*** Opening of DATA TO PROCESS ***

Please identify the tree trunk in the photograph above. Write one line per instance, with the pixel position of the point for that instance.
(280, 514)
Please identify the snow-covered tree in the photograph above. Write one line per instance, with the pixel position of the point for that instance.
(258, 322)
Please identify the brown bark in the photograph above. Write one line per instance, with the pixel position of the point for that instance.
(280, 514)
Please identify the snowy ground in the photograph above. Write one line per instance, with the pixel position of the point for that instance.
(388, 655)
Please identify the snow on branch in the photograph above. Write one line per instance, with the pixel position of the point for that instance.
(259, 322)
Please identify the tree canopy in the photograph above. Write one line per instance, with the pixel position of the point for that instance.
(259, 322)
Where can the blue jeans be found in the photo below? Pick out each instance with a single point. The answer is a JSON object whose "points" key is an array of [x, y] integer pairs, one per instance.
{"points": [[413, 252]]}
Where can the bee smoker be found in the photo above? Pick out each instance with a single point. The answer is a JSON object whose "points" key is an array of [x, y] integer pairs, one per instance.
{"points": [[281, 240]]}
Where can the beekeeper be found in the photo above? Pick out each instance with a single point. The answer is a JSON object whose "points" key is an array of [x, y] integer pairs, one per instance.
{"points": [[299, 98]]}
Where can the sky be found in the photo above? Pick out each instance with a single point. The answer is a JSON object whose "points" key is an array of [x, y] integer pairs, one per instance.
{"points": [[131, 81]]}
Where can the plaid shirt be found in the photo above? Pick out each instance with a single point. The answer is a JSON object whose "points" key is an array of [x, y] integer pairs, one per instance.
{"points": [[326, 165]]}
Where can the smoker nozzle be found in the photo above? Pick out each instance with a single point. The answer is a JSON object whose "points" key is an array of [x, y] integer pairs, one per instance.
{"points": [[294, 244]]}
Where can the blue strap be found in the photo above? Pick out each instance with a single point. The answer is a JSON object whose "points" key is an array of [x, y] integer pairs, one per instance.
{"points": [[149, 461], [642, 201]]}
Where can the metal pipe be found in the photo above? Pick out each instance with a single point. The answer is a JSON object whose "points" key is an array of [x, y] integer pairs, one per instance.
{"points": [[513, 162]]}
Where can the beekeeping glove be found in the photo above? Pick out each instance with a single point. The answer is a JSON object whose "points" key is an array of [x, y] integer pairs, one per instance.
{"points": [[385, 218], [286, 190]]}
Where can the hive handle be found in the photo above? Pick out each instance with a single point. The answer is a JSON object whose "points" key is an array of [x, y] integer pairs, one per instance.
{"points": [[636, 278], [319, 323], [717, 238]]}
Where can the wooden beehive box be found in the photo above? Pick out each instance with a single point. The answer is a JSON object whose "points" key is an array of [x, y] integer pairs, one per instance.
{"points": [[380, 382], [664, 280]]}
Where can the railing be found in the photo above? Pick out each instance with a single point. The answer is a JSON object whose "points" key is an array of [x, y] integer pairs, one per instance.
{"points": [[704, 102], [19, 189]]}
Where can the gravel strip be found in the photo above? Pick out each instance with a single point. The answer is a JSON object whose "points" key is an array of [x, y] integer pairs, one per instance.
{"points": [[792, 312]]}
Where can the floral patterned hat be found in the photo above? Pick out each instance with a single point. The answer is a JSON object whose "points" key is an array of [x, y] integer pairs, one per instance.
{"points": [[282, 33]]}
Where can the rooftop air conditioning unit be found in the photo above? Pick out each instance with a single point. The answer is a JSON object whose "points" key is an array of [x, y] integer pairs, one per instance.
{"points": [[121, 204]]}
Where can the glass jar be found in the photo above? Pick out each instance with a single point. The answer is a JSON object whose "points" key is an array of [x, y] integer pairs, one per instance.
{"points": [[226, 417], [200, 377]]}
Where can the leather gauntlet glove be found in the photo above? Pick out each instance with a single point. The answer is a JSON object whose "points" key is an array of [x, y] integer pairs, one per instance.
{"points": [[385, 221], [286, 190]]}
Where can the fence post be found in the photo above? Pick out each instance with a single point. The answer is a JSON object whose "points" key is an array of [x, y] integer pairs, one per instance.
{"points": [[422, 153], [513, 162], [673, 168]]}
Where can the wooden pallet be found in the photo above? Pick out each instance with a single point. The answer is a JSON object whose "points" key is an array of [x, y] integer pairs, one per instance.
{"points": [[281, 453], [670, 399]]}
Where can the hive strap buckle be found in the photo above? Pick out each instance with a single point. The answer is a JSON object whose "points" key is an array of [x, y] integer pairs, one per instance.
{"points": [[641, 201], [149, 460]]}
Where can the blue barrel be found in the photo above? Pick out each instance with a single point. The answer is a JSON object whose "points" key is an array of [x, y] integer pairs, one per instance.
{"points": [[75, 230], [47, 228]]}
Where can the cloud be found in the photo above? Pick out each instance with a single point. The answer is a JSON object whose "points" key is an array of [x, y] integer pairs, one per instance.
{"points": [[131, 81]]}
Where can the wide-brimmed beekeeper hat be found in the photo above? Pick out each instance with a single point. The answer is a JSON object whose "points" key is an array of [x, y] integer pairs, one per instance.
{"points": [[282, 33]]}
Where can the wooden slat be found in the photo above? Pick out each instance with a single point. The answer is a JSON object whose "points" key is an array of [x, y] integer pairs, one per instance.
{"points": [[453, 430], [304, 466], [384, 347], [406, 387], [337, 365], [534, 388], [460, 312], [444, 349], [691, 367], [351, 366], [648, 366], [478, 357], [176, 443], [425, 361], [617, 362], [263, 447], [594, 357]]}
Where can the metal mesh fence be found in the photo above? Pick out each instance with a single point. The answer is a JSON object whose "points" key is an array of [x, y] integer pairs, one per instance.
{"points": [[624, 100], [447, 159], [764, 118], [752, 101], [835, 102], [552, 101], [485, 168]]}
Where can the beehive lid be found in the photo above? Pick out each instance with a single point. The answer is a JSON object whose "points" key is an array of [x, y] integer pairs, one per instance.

*** Close of DATA TO PROCESS ***

## TASK TO COMPLETE:
Repeat all the records. Match each line exactly.

## FINAL ANSWER:
Please identify the tree trunk in the photograph above. Write one line per instance, with the pixel position of the point for that instance.
(280, 514)
Please identify the snow-covered tree in the photograph above. Write one line per instance, with the pixel position of the point for that instance.
(258, 322)
Please identify the brown bark in the photograph above. Write one line per instance, with the pixel position of the point for that instance.
(280, 514)
Please identify the snowy ground in the photograph above. Write one line per instance, with the pixel position of the point for that instance.
(388, 655)
Please identify the snow on branch in the photograph above. Write one line per instance, with the pixel position of the point for that instance.
(259, 322)
Please identify the tree canopy in the photograph above. Write one line per instance, with the pixel position of the point for that instance.
(259, 322)
Where can the blue jeans be found in the photo below? Pick out each instance with a single point. The answer is a JSON object whose "points" key is an array of [x, y] integer pairs, one per instance.
{"points": [[413, 252]]}
Where can the bee smoker be found in the photo above? Pick out each instance with a single point. The answer is a JSON object whose "points" key is an array of [x, y] integer pairs, one per instance.
{"points": [[281, 240]]}
Where can the beekeeper be found in the photo above? Pick out each instance with a single point. The answer is a JSON object whose "points" key is an array of [x, y] integer pairs, one per instance.
{"points": [[299, 98]]}
Where can the sky be found in the photo above? Pick out each instance with a single point. The answer is a JSON object whose "points" key is an array of [x, y] integer pairs, one per instance.
{"points": [[131, 81]]}
Where can the plaid shirt be found in the photo above? Pick out each instance with a single point. The answer is a JSON object whose "points" key is an array of [x, y] integer pairs, one per instance.
{"points": [[326, 165]]}
Where can the smoker nozzle be found in the photo above? Pick out each instance with a single point. The answer is a JSON object whose "points" key is an array of [x, y] integer pairs, one per instance.
{"points": [[294, 244]]}
Where can the blue strap be found in the photo above? Pick out each instance with a single point. The answer is a JSON object whose "points" key is an array of [x, y] integer pairs, one per instance.
{"points": [[149, 461], [642, 201]]}
Where can the metal pipe be found in the photo above? Pick out each instance with a single point. The answer is a JSON object whose "points" key is an array of [x, y] integer pairs, one per instance.
{"points": [[513, 162]]}
Where can the beekeeping glove be found in the photo above? Pick out each instance with a single point. The answer is a JSON object whose "points" key is an array of [x, y] integer pairs, one per instance.
{"points": [[385, 218], [286, 190]]}
Where can the hive handle be found in the photo above? Pick out each instance with a single point. The answer is a JSON object whose "points" key is an array of [x, y] integer pairs, one per instance.
{"points": [[636, 278], [319, 323], [717, 238]]}
Where can the wooden beehive box be found in the photo above? Pick out each instance with a single point. The answer is a JSON object whose "points" key is an array of [x, y] integer pairs, one per instance.
{"points": [[380, 382], [664, 280]]}
Where can the railing be found in the photo above? Pick out each instance with a single point. The answer is a JSON object whose "points" key is an array of [x, y] integer pairs, one per instance.
{"points": [[704, 102], [19, 189]]}
Where can the gravel strip be found in the photo above? Pick out each instance with a single point. The answer is a JSON object whose "points" key is an array of [x, y] integer pairs, one per instance.
{"points": [[792, 312]]}
Where can the floral patterned hat be found in the photo above? Pick out each instance with a single point. The answer is a JSON object whose "points" key is an array of [x, y] integer pairs, one per instance.
{"points": [[282, 33]]}
Where can the rooftop air conditioning unit be found in the photo above? Pick out each instance with a single point. The answer is a JSON object whose "points" key is an array of [x, y] integer pairs, one per instance.
{"points": [[121, 204]]}
Where can the glass jar be found in the photo above? Pick out each instance with a single point. The answer is a JSON object whose "points" key is an array of [x, y] integer pairs, one per instance.
{"points": [[226, 417], [200, 377]]}
Where can the leather gauntlet glove be found in the photo above? Pick out each instance with a single point. The answer is a JSON object whose "points" key is an array of [x, y] integer pairs, one per instance.
{"points": [[385, 221], [286, 190]]}
Where can the fence post be found in the photo above? Pick out each instance with a single point. The answer is a JSON object whose "points" key is an array of [x, y] integer pairs, one per instance.
{"points": [[422, 153], [513, 162], [673, 168]]}
Where can the wooden pallet be found in the photo above? Pick out each instance with a single point. The answer is a JSON object whose "points" key is an array of [x, y] integer pairs, one per instance.
{"points": [[281, 453], [670, 399]]}
Where can the hive strap buckle be found in the photo above? Pick out each instance with a single point. The answer is a JSON object whose "points" key is an array of [x, y] integer pairs, one per instance.
{"points": [[641, 201], [149, 460]]}
Where can the blue barrel be found in the photo above? Pick out each instance with a single point. The answer is a JSON object whose "points" key is an array of [x, y] integer pairs, one per instance.
{"points": [[75, 230], [47, 228]]}
Where can the cloud be found in the photo above? Pick out each instance with a single point. The answer is a JSON object whose "points" key is an array of [x, y] integer pairs, one per instance.
{"points": [[131, 81]]}
Where can the wide-brimmed beekeeper hat be found in the photo above? Pick out each instance with a single point. The answer is a JSON object whose "points" key is an array of [x, y] integer pairs, one per instance.
{"points": [[282, 33]]}
Where can the wooden slat be found in the photo above? Pick out each instance with a single point. The answer is a JSON object whose "points" key is an array of [x, y] integer pairs, one per instance.
{"points": [[453, 430], [304, 466], [384, 347], [406, 387], [337, 365], [534, 388], [460, 312], [444, 349], [691, 367], [351, 366], [648, 366], [478, 357], [176, 443], [425, 361], [617, 362], [263, 447], [594, 357]]}
Where can the metal mesh fence be found in the photo above? Pick out each instance with a single point. The answer is a JSON object whose "points" key is an array of [x, y] integer pairs, one per instance.
{"points": [[624, 100], [447, 159], [764, 118], [752, 101], [835, 102], [552, 101], [485, 168]]}
Where can the beehive lid be found in the photo above? Pick out each instance with a single point. The answer is a JSON object whose "points" key is an array of [x, y] integer pairs, one per instance.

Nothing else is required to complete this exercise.